Task statement
Reproduce the lines verbatim, starting at the line containing "Where can the blue" and running through the final line. Omit the pictures.

Material shown
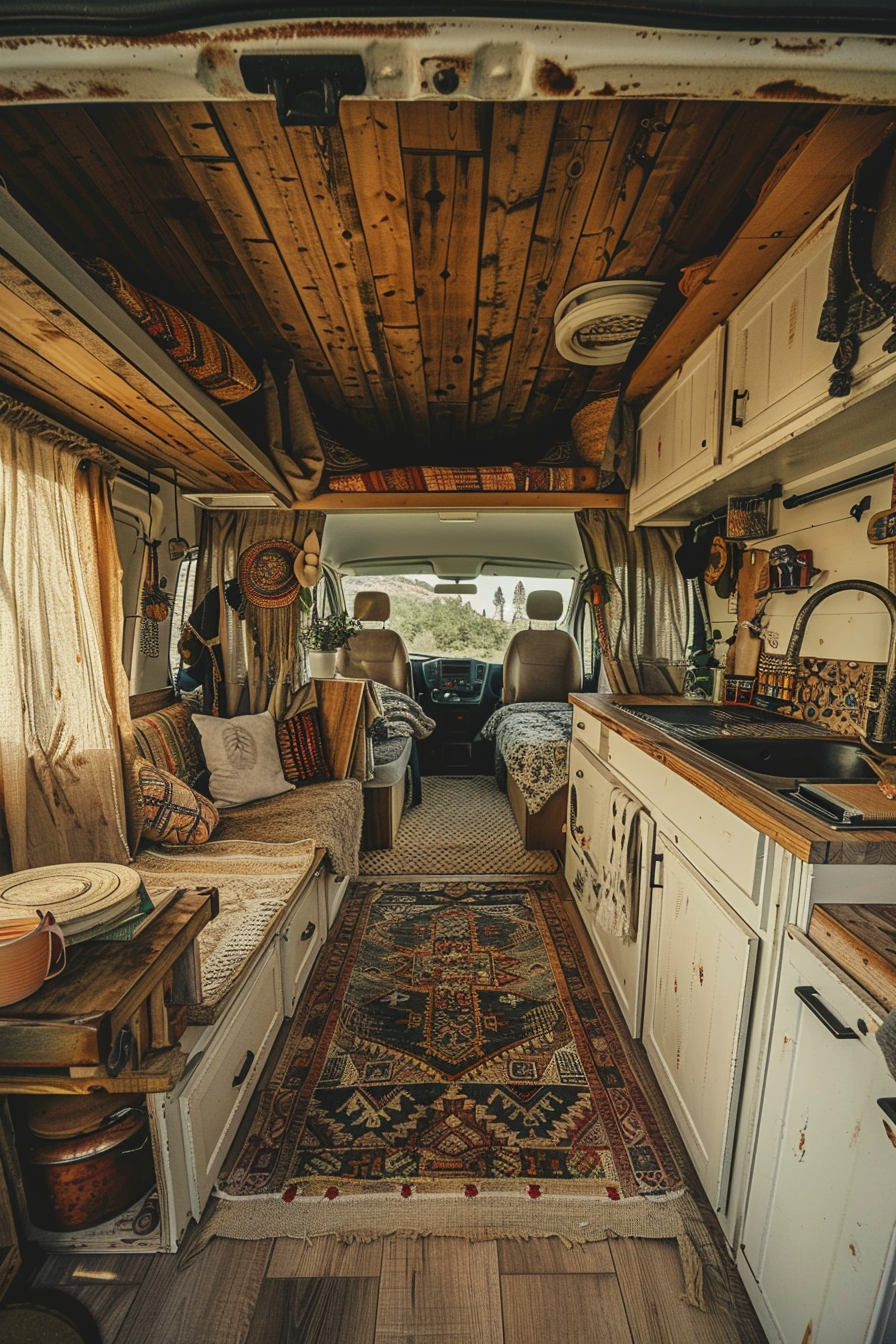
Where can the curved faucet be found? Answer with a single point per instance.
(884, 722)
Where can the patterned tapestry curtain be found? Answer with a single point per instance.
(65, 722)
(642, 617)
(262, 663)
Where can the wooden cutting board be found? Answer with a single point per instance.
(752, 578)
(863, 942)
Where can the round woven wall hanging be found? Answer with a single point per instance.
(267, 573)
(598, 323)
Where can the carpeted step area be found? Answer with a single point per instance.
(464, 824)
(456, 1070)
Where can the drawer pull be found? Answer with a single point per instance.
(809, 995)
(243, 1073)
(738, 421)
(888, 1106)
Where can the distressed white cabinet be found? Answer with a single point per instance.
(700, 980)
(818, 1233)
(679, 432)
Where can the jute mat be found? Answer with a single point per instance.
(454, 1070)
(464, 824)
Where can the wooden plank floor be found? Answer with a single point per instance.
(427, 1290)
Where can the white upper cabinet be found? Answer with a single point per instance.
(777, 367)
(679, 432)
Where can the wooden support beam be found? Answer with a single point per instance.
(810, 179)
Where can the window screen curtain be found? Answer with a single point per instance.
(263, 663)
(65, 719)
(644, 622)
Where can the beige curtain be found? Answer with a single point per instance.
(644, 622)
(261, 653)
(63, 696)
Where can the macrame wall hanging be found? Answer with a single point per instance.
(861, 284)
(153, 601)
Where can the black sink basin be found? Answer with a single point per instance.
(794, 758)
(699, 719)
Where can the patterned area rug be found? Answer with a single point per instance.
(464, 824)
(456, 1071)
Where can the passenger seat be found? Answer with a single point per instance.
(542, 664)
(379, 655)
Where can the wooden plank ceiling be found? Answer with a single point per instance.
(409, 260)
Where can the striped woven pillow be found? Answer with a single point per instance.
(169, 739)
(301, 749)
(173, 813)
(206, 356)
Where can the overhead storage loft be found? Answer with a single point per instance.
(409, 260)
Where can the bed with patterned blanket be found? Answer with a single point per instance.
(531, 765)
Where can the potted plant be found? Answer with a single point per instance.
(324, 636)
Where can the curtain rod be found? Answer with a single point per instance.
(877, 475)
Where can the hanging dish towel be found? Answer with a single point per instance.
(617, 889)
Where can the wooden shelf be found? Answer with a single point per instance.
(66, 346)
(473, 501)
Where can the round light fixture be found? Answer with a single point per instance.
(599, 323)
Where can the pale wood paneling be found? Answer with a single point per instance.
(649, 1277)
(439, 1289)
(210, 1300)
(547, 1309)
(315, 1311)
(325, 1257)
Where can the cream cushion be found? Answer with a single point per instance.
(242, 758)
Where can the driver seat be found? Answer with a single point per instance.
(379, 655)
(542, 664)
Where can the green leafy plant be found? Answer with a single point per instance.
(327, 633)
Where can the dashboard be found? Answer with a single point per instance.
(456, 680)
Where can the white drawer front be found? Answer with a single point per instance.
(211, 1102)
(734, 847)
(301, 940)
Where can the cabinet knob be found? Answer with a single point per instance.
(809, 995)
(243, 1073)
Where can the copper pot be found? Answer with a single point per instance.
(87, 1179)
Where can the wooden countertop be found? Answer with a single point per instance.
(762, 808)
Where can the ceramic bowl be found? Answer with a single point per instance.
(32, 949)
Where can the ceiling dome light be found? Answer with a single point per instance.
(599, 323)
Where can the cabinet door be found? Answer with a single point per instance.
(777, 367)
(700, 979)
(679, 433)
(591, 785)
(822, 1199)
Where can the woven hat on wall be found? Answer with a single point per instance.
(267, 573)
(598, 323)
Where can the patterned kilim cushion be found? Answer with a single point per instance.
(206, 356)
(173, 813)
(403, 717)
(168, 738)
(301, 749)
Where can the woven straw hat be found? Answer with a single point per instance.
(266, 573)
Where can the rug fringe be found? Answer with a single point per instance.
(488, 1218)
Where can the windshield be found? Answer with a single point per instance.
(470, 625)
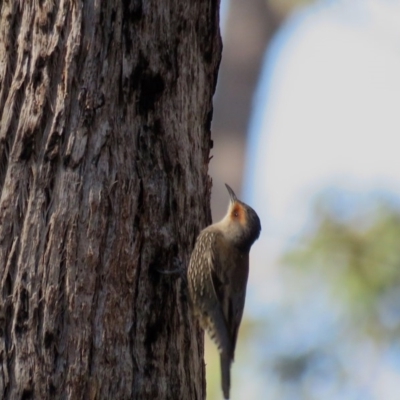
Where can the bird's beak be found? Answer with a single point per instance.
(232, 194)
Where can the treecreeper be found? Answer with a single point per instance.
(217, 278)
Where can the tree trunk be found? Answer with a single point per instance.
(105, 114)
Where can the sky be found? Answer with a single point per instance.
(326, 120)
(326, 117)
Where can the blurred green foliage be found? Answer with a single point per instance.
(360, 260)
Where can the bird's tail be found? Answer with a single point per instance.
(226, 361)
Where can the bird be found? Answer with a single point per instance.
(217, 278)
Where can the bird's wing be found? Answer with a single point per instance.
(212, 314)
(229, 283)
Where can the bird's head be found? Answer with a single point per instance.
(241, 222)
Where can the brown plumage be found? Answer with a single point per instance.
(217, 278)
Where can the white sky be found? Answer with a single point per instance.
(327, 115)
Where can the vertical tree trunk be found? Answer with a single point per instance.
(105, 111)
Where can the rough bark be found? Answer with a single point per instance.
(105, 114)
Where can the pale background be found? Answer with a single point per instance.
(307, 131)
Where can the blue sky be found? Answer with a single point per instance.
(326, 119)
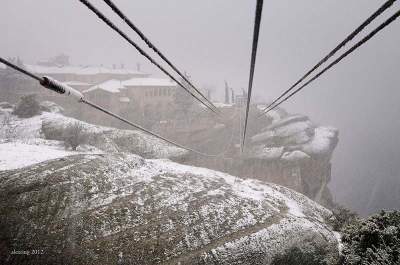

Right answer
Where can the blue sky be found? Answer with a single point per instance.
(326, 119)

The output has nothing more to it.